### Recorded information

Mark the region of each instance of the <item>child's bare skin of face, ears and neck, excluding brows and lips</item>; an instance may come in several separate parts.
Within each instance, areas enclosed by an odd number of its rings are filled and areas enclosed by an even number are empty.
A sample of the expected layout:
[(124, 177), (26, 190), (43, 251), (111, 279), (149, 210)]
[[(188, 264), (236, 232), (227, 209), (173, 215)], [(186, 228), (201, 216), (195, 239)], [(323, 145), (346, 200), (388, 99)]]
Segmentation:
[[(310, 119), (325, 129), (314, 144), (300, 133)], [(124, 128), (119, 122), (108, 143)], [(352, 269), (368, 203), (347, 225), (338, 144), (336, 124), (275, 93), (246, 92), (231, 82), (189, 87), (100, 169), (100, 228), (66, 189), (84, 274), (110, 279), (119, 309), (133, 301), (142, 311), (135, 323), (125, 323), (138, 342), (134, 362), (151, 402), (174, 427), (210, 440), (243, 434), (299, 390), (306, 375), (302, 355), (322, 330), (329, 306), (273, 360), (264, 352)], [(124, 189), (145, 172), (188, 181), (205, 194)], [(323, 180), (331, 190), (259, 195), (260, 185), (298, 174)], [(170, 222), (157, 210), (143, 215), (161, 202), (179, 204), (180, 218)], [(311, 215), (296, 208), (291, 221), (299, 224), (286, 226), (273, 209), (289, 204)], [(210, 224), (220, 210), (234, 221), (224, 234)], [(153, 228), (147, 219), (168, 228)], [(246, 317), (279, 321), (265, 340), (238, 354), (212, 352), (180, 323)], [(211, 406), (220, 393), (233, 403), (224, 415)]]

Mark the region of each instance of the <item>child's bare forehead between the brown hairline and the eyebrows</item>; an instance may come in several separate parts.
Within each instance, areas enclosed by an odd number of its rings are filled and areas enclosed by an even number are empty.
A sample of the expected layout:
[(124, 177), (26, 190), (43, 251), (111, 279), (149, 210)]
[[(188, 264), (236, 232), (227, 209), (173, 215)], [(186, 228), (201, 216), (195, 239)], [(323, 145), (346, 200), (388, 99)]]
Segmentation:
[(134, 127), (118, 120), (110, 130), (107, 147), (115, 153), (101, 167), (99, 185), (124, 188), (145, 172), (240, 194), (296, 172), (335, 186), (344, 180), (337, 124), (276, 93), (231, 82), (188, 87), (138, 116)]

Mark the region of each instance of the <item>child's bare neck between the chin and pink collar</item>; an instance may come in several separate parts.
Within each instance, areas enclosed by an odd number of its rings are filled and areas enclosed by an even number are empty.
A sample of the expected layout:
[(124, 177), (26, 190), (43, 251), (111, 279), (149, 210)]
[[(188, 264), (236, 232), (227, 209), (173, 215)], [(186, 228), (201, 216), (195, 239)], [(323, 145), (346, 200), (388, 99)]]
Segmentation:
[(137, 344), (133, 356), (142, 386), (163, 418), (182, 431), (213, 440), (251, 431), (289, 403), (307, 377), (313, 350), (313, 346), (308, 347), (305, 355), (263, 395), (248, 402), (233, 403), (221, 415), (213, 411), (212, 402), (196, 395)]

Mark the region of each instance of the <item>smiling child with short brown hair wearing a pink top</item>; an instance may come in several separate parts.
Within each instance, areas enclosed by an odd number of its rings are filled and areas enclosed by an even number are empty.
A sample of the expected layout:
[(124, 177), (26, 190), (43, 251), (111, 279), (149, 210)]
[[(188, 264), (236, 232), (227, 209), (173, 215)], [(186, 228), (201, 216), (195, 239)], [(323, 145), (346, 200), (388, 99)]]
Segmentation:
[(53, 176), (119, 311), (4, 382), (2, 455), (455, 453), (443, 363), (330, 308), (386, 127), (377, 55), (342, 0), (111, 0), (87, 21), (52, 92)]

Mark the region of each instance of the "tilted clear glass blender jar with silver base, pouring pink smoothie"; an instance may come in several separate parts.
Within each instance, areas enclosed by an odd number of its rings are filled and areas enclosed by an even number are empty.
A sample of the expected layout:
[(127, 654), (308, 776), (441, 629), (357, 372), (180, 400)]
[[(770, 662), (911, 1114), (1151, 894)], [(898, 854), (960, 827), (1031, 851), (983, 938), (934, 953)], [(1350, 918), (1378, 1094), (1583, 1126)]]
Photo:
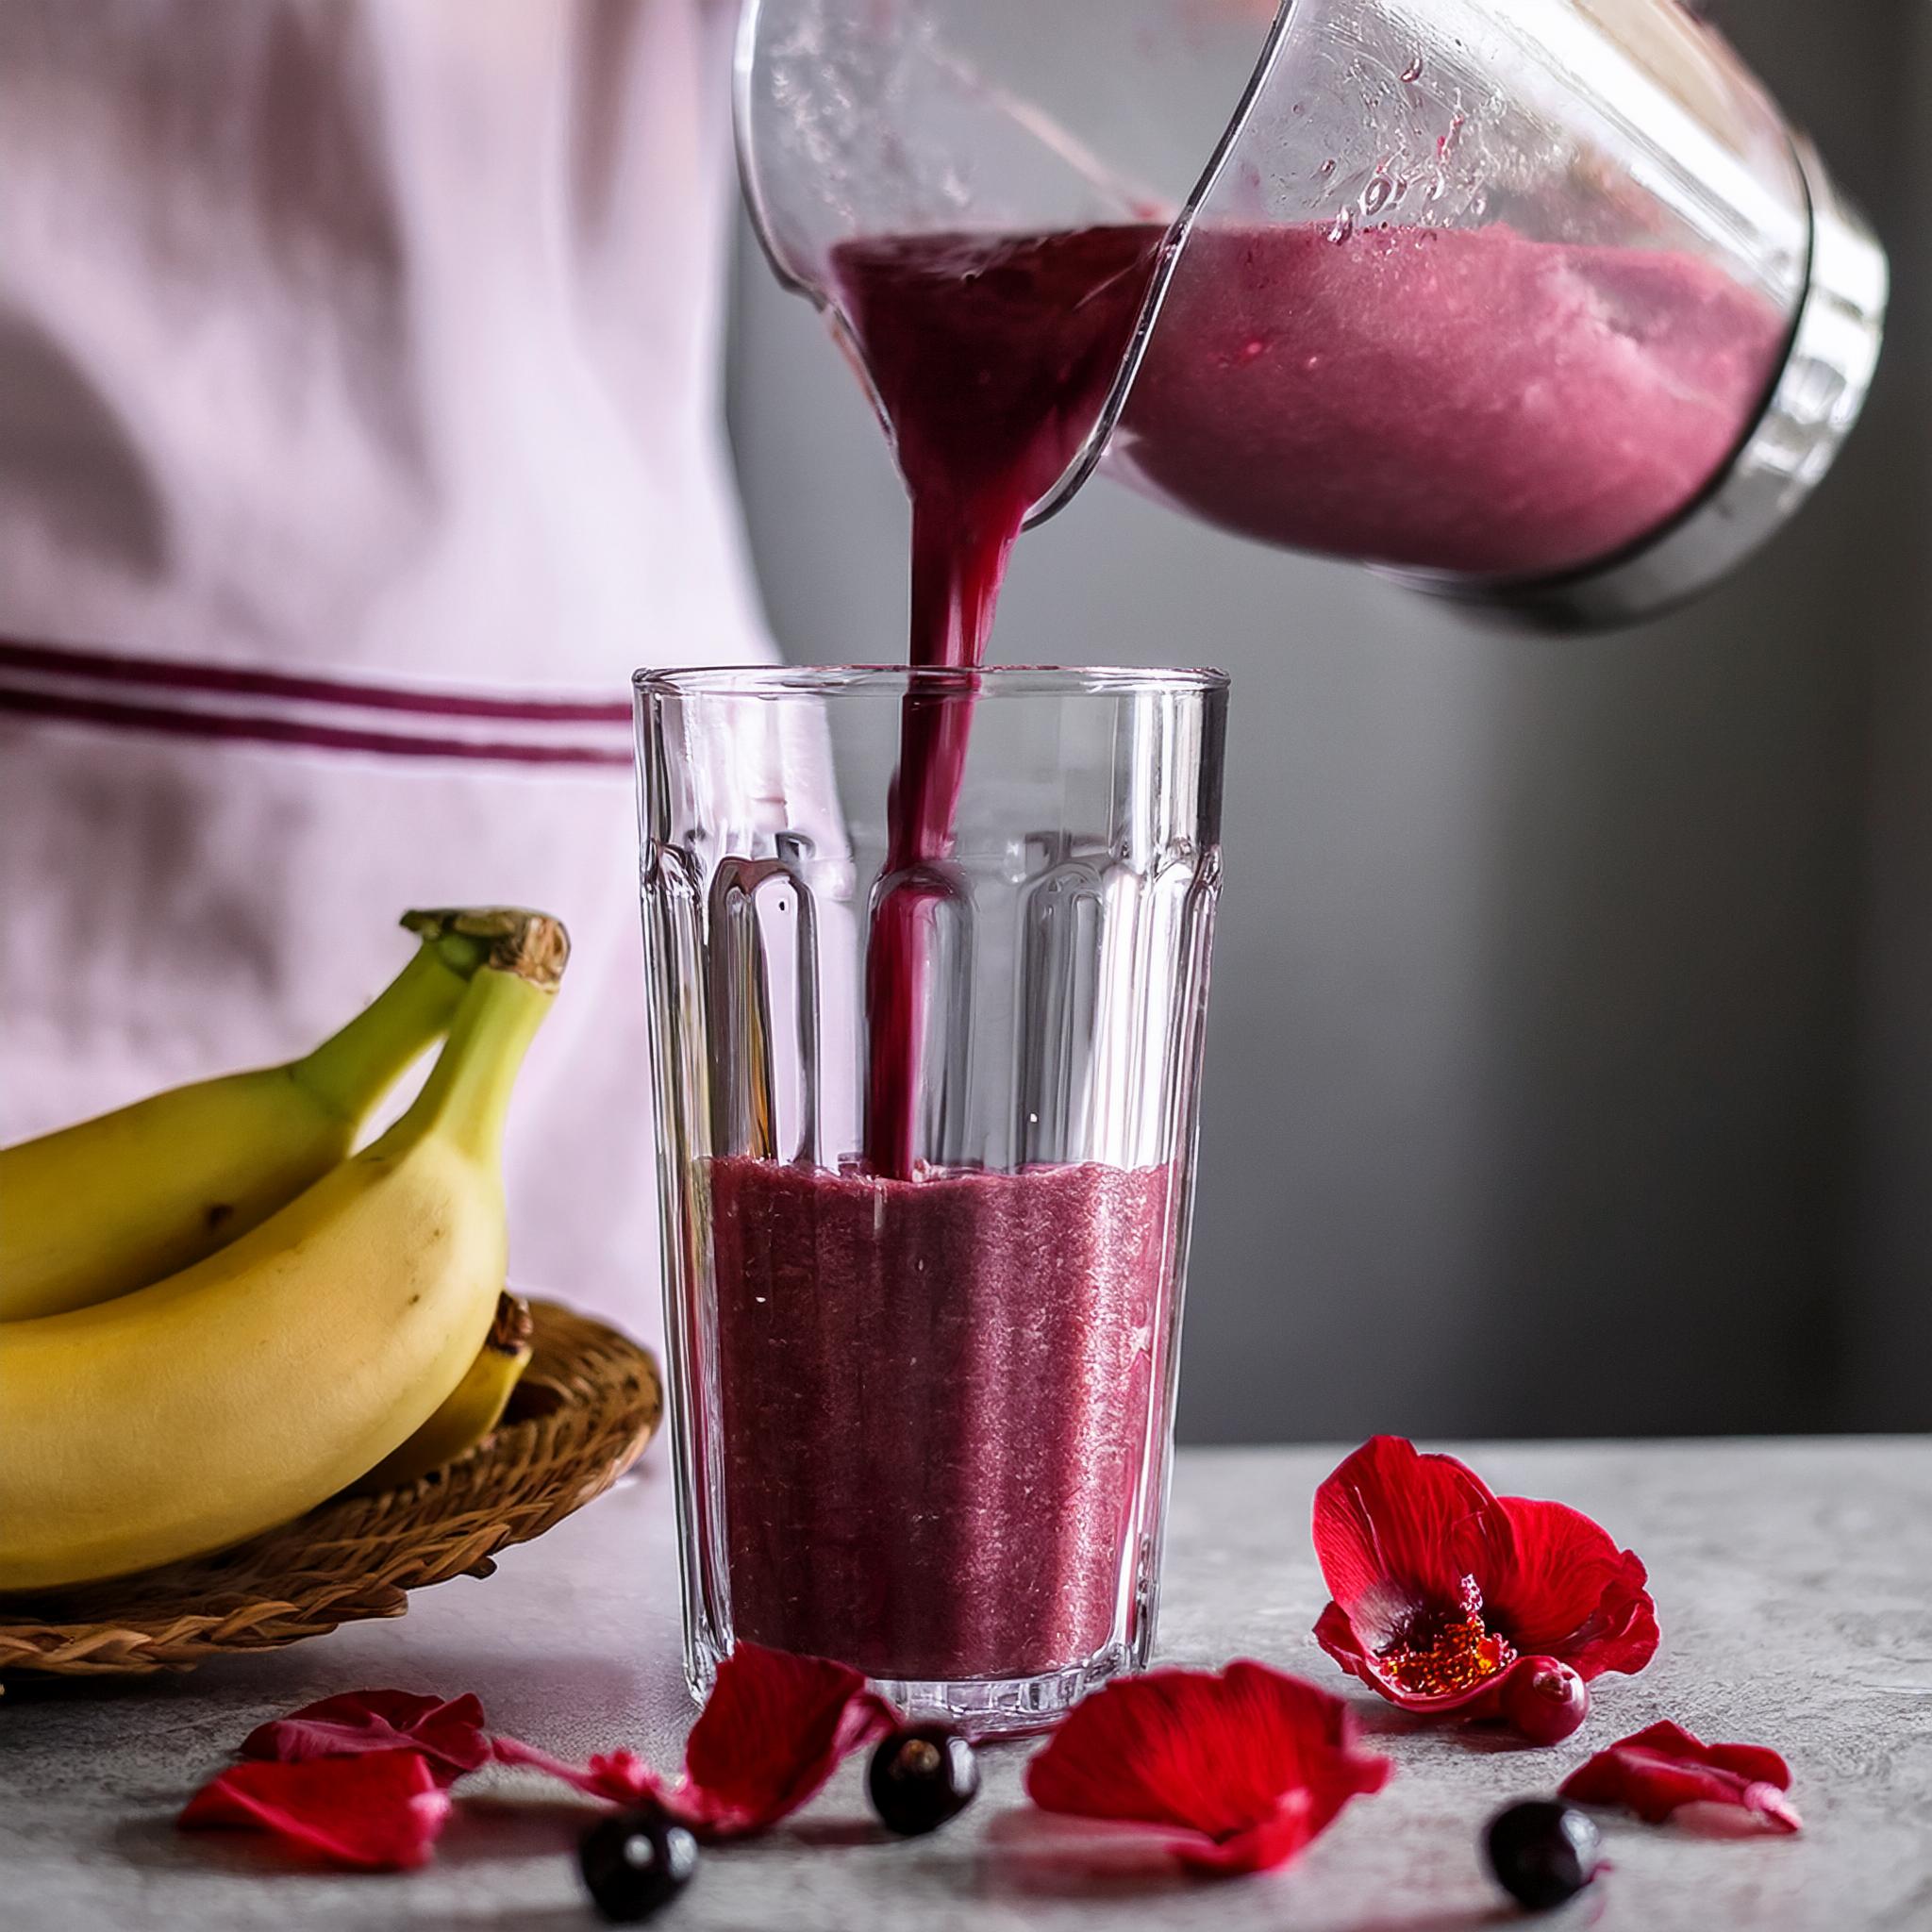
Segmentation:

######

### [Problem details]
Identify the lines in the entries above that contain "child", then copy them out.

### [Output of the task]
Mark the region of each instance of the <item>child's bare skin of face, ears and neck, excluding brows and lips</item>; an instance may come in several separate parts.
Mark the region of each instance of the <item>child's bare forehead between the brown hairline and the eyebrows</item>; an instance may come in several separate parts.
Mark the region of each instance of the <item>child's bare neck between the chin and pink collar</item>; an instance may come in several separate parts.
Mark the region of each instance of the <item>smiling child with short brown hair wearing a pink top</item>; an instance may come in several separate parts.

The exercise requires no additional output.